**Problem description**
Return the Oscars commentary's text verbatim, starting at "The fact that" and ending at "won Best Picture.".
** Opening Passage shown block **
Editor’s Note: Gene Seymour is a film critic who has written about music, movies and culture for The New York Times, Newsday, Entertainment Weekly and The Washington Post. The opinions expressed in this commentary are solely those of the author. View more opinion at CNN.
For the record, I was pulling for Alfonso Cuaron’s “Roma” to win a Best Picture Oscar to go along with the ones both he and the film had received Sunday night for Best Director, Best Foreign-Language Film and Best Cinematography.
The fact that it was a Netflix-produced entry would have also been a signal that things had changed in Hollywood – as much as Hollywood kept insisting it had throughout Sunday’s broadcast.
One way or another, you were led to believe that this Oscar Night was going to make history. For a while, it did. But it ultimately left you feeling that not much had changed at all.
“Green Book,” a charming, lovable and altogether conventional road movie, recycling modes from “The Odd Couple” and framing them in the dying days of Jim Crow, won Best Picture.
The movie was adored for its endearing, if ungainly interaction between its two main characters: a fastidious, erudite African American pianist (Mahershala Ali, who won his second Best Supporting Actor Oscar in two years Sunday playing Don Shirley) and the coarse, big-hearted white nightclub bouncer (Viggo Mortensen) chauffeuring him on a concert tour through the racially segregated South of the early 1960s. “Green Book’s” warmth likely touched Hollywood’s collective yearning to hit back at the present-day strain in race relations under the Trump administration.
But many critics and moviegoers believed that “Green Book” reminded them too much of the past. There were frequent comparisons between director Peter Farrelly’s comedy-drama and “Driving Miss Daisy,” which won Best Picture in 1990 and involved a similarly-fraught-but-gradually-affectionate relationship between an elderly white southerner (Jessica Tandy) and her black driver (Morgan Freeman).
These viewers argued throughout the nomination-and-voting process that if Hollywood really wanted to more emphatically challenge white supremacist thinking, there were at least two other Best Picture options on the board: “Black Panther,” Marvel Comics’ lavish, stirring cinematic rendition of its first superhero-of-color (Chadwick Boseman) and leader of a high-tech African kingdom and “BlacKkKlansman,” writer-director Spike Lee’s acerbic true-life story of a black cop (John David Washington) in 1970s Colorado going undercover to prevent a white racist gang from terrorizing black college students.
** Closing Passage shown block **
** Opening Given entries block **
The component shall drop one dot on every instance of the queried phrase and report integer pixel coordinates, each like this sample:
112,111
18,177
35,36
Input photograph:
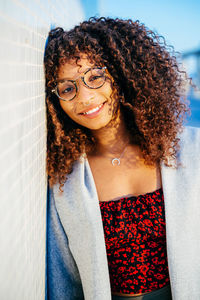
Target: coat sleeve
62,276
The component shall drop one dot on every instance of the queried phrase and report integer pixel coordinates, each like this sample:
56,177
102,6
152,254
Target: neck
113,138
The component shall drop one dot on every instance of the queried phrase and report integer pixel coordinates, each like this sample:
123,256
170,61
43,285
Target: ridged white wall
24,27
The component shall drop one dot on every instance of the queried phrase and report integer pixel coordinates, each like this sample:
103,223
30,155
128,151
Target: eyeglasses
93,78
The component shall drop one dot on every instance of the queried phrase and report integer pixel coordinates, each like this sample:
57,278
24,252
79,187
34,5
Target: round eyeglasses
93,78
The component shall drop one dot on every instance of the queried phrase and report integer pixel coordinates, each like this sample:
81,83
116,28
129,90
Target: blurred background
** Closing Given entries block **
**Solution for this exercise**
The fact that it was a Netflix-produced entry would have also been a signal that things had changed in Hollywood – as much as Hollywood kept insisting it had throughout Sunday’s broadcast.
One way or another, you were led to believe that this Oscar Night was going to make history. For a while, it did. But it ultimately left you feeling that not much had changed at all.
“Green Book,” a charming, lovable and altogether conventional road movie, recycling modes from “The Odd Couple” and framing them in the dying days of Jim Crow, won Best Picture.